[START Record set]
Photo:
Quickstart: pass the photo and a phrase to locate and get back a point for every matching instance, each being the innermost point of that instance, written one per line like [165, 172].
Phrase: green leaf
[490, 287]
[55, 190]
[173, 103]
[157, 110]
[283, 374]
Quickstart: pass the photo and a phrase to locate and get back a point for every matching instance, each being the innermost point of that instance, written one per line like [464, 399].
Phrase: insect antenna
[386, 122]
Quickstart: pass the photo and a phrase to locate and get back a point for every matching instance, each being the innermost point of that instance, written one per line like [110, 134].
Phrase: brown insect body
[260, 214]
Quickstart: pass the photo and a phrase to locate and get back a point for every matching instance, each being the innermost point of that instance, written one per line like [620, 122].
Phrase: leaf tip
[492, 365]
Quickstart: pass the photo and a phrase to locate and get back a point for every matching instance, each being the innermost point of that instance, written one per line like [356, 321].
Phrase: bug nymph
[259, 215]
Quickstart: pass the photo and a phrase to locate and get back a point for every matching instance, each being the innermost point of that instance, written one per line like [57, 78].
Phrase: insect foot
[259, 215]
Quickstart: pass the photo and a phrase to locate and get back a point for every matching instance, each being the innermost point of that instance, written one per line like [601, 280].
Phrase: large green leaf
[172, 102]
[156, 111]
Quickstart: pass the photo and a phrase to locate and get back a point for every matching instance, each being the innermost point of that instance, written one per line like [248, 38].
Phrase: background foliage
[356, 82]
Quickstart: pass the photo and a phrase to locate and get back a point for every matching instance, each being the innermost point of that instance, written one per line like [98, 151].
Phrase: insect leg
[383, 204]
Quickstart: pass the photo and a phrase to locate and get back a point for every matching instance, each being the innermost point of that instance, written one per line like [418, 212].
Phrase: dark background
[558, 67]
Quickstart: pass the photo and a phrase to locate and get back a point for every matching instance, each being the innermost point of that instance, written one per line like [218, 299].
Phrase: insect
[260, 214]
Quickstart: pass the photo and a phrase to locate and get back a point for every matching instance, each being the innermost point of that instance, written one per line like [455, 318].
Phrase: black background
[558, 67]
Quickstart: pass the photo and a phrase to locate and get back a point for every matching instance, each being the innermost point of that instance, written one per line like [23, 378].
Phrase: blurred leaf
[END Record set]
Brief — Return all of the rows above word for word, with nothing added, dropped, or changed.

Task result —
Photo:
Quickstart: pass the photo and a phrase to locate and get back a point for every matching instance, each being the innermost point of that instance, written one per line like [165, 172].
Phrase: green leaf
[490, 287]
[55, 190]
[173, 103]
[157, 110]
[283, 374]
Quickstart: pass the photo and a phrase to locate and get back a point for every matching instance, each being the innermost point of that instance, written one per line like [464, 399].
Phrase: insect antenna
[386, 122]
Quickstart: pass the photo and a phrase to locate and get back a point for every matching instance, each being the innermost point of that instance, written one per line like [110, 134].
Phrase: brown insect body
[260, 214]
Quickstart: pass the photo and a phrase to locate and get back a point for every matching instance, each being the innermost point of that instance, written one per line like [620, 122].
Phrase: leaf tip
[492, 365]
Quickstart: pass the photo and a phrase to locate and get back a point for every matching instance, each being the innermost point of that instance, written one per line like [356, 321].
Phrase: bug nymph
[259, 215]
Quickstart: pass the photo and a phrase to locate and get back a point for every matching instance, each being the innermost point of that instance, written one per line like [57, 78].
Phrase: insect foot
[259, 215]
Quickstart: pass the photo and a phrase to locate and get back a point for every matching instance, each being the innermost point of that instance, written one per line like [601, 280].
Phrase: large green leaf
[172, 102]
[156, 111]
Quickstart: pass the photo and a phrase to locate and get back a point for every matching instance, each being the innermost point of that instance, written one per line like [248, 38].
Phrase: background foliage
[356, 82]
Quickstart: pass the photo and a phrase to locate and get back a point for every matching instance, each being the innermost point of that instance, written one per line like [98, 151].
Phrase: insect leg
[383, 204]
Quickstart: pass the photo and a phrase to locate and get back a point for every matching instance, each being the innermost point of that instance, written one per line like [418, 212].
Phrase: dark background
[558, 67]
Quickstart: pass the photo and a phrase to locate and get back a point for every matching instance, each being the innermost point of that instance, written one per line like [218, 299].
Phrase: insect
[260, 214]
Quickstart: pass the photo and a phrase to locate and get back a point for every matching instance, each being the innermost point of that instance, written one per line like [455, 318].
Phrase: black background
[558, 67]
Quickstart: pass the photo and a phrase to locate and get back a point for every matching instance, each being the innermost point of that instance, written one per line like [23, 378].
Phrase: blurred leaf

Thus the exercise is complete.